WORK INSTRUCTIONS:
Nothing may be dropped. Retype the whole listing exactly.

GIVEN DATA:
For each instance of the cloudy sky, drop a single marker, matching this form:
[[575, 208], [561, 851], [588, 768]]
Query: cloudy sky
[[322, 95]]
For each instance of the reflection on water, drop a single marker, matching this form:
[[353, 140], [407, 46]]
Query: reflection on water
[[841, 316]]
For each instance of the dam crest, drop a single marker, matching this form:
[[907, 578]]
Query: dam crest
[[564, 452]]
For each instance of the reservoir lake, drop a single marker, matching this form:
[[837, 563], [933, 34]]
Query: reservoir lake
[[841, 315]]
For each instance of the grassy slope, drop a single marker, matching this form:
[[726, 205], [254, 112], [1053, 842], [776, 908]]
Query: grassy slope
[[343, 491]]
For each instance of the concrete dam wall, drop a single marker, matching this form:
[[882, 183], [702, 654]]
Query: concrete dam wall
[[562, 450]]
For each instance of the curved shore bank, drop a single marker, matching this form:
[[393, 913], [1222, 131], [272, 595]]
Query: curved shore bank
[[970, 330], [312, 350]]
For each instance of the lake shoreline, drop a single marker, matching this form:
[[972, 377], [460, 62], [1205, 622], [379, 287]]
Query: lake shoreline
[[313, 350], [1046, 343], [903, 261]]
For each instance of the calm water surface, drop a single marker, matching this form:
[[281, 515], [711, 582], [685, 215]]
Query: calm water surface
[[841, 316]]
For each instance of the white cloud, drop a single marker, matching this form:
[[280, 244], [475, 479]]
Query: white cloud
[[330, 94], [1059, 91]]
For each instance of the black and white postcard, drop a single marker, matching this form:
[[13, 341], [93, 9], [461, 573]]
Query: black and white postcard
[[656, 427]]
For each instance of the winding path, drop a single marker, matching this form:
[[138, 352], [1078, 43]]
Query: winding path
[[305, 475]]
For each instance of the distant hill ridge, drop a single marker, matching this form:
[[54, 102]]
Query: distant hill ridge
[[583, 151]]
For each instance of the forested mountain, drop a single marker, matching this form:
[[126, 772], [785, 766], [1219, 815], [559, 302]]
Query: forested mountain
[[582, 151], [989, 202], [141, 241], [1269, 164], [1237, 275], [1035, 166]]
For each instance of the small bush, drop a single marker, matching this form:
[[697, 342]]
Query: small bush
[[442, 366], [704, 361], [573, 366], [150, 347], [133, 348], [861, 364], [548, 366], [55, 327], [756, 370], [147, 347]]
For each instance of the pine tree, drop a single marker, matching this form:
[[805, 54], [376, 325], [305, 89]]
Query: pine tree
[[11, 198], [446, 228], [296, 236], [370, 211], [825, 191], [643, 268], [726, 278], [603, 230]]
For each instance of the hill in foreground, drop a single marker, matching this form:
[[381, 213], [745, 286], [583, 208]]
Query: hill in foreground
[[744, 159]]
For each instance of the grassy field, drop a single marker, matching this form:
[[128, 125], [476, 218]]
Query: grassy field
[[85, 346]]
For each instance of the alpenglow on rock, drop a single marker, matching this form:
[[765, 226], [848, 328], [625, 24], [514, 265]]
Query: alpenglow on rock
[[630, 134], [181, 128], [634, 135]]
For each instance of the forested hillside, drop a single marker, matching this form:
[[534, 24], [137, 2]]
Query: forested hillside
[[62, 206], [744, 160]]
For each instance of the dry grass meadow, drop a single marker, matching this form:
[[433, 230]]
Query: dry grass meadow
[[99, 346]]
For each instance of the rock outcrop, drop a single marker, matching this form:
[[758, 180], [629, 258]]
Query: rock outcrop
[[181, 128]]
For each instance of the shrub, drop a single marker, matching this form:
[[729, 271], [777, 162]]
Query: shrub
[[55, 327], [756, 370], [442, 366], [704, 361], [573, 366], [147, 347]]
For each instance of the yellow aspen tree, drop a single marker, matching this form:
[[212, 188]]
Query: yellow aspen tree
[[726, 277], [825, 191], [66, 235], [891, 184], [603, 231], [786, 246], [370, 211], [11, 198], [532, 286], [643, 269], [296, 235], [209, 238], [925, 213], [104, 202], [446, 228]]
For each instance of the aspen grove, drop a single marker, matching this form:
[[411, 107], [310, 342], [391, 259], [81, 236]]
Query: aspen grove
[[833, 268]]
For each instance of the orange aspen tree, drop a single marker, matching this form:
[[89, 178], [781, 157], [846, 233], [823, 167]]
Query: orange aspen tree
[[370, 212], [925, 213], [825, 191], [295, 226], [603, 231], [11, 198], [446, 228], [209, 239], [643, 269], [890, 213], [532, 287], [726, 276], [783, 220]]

THE COMPLETED TASK:
For each instance of the cloudy sky, drop a single marker, matching this form:
[[575, 208], [561, 851], [588, 768]]
Query: cloudy sky
[[322, 95]]
For each instance of the reflection on water, drop a single marker, matching this form:
[[353, 140], [407, 46]]
Query: reflection on water
[[841, 316]]
For each instance of the dam crest, drop a single marker, matching this form:
[[907, 578]]
Query: dam crest
[[564, 452]]
For each instance of the reservoir lake, drop a single marker, matching this form:
[[837, 563], [933, 34]]
Query: reservoir lake
[[841, 315]]
For each instance of the grassy slope, drop a single marker, matching this form:
[[726, 205], [254, 112], [1053, 842], [776, 908]]
Query: grassy slope
[[343, 491]]
For each instance of the concrete dam wall, drop a single marker, matching this form:
[[882, 183], [702, 654]]
Query: concrete dam wall
[[562, 450]]
For each instance of the curved shore bank, drop a single marker, matching this form:
[[393, 913], [1222, 131], [272, 595]]
Query: curved shore bank
[[970, 330], [312, 350]]
For each instance of the lake shoreline, drop a single marker, matching this form:
[[972, 377], [460, 62], [1205, 622], [379, 287]]
Query: lake shoreline
[[313, 350], [1046, 343], [903, 261]]
For each instance of the calm water surface, drop a single marker, matching this form:
[[281, 515], [711, 582], [685, 215]]
Query: calm water surface
[[841, 316]]
For each instance of the white cloud, drop a single marker, matching this form:
[[280, 244], [475, 479]]
Query: white cloud
[[330, 94], [1059, 91]]
For each instance of the black and white postcard, drop a single marker, matching this form:
[[13, 341], [93, 9], [461, 573]]
Query: black and white postcard
[[656, 427]]
For each instance of the winding path, drop a single marker, matching this form:
[[138, 352], [1078, 43]]
Query: winding path
[[305, 475]]
For each instance of the distant hill ridge, drop a single marker, matching this form:
[[54, 102]]
Query: distant hill ridge
[[583, 151]]
For each instance of the forested mountain, drop a single marker, matching this form:
[[126, 772], [785, 766], [1219, 815], [559, 302]]
Query: forested mountain
[[582, 151], [989, 202], [141, 241], [1269, 164], [1237, 275], [1035, 166]]
For each instance of the small bush, drop a single marker, matching this form:
[[697, 342]]
Query: small bush
[[442, 366], [704, 361], [573, 366], [150, 347], [133, 348], [861, 364], [548, 366], [55, 327], [756, 370], [147, 347]]
For each instance of the pine tree, drop a single marker, matching this form:
[[805, 54], [376, 325], [305, 89]]
Query: pine tree
[[11, 198], [446, 228], [296, 236], [370, 211], [825, 191], [643, 268], [726, 278], [603, 230]]
For each instance of the hill in foreground, drop a single marker, matching this form:
[[381, 213], [745, 286], [583, 208]]
Query: hill in foreground
[[744, 159]]
For each instance of the grassy field, drop a single marker, matching this form:
[[128, 125], [476, 218]]
Query: grassy field
[[85, 346]]
For each instance of the alpenglow on rock, drop a single marker, matching this form:
[[765, 226], [848, 328], [625, 24], [514, 265]]
Query: alpenglow on rock
[[630, 134], [181, 128], [634, 135]]
For each instance of the forested hillside, drop a single marker, matching this form:
[[534, 24], [137, 2]]
Query: forested hillside
[[62, 206], [744, 160]]
For each instance of the dry grass meadow, drop a single marker, matching this form:
[[433, 230]]
Query: dry grass meadow
[[99, 346]]
For each instance of the rock outcrop, drop a single marker, matching this form:
[[758, 180], [629, 258]]
Query: rock outcrop
[[181, 128]]
For each instance of the shrub, drop a single marker, matching this form:
[[729, 271], [777, 162]]
Query: shrub
[[55, 327], [756, 370], [442, 366], [704, 361], [573, 366], [147, 347]]
For each instance of the yellow aspen tree, drop a single marker, matching this form:
[[212, 188]]
Query: yellow aspen tree
[[726, 277], [825, 191], [66, 235], [891, 184], [603, 231], [786, 246], [370, 211], [11, 198], [532, 286], [643, 269], [296, 235], [209, 238], [925, 213], [104, 202], [446, 228]]
For each instance of the aspen grove, drop a single marker, matching this form:
[[411, 107], [310, 342], [391, 259], [81, 236]]
Query: aspen grove
[[833, 268]]
For each instance of the orange aspen tree, drop a single marker, matching this form:
[[89, 178], [781, 157], [846, 233], [823, 167]]
Query: orange aspen tree
[[370, 212], [925, 213], [825, 191], [295, 226], [603, 231], [11, 198], [446, 228], [209, 239], [643, 269], [890, 213], [532, 287], [726, 276], [783, 220]]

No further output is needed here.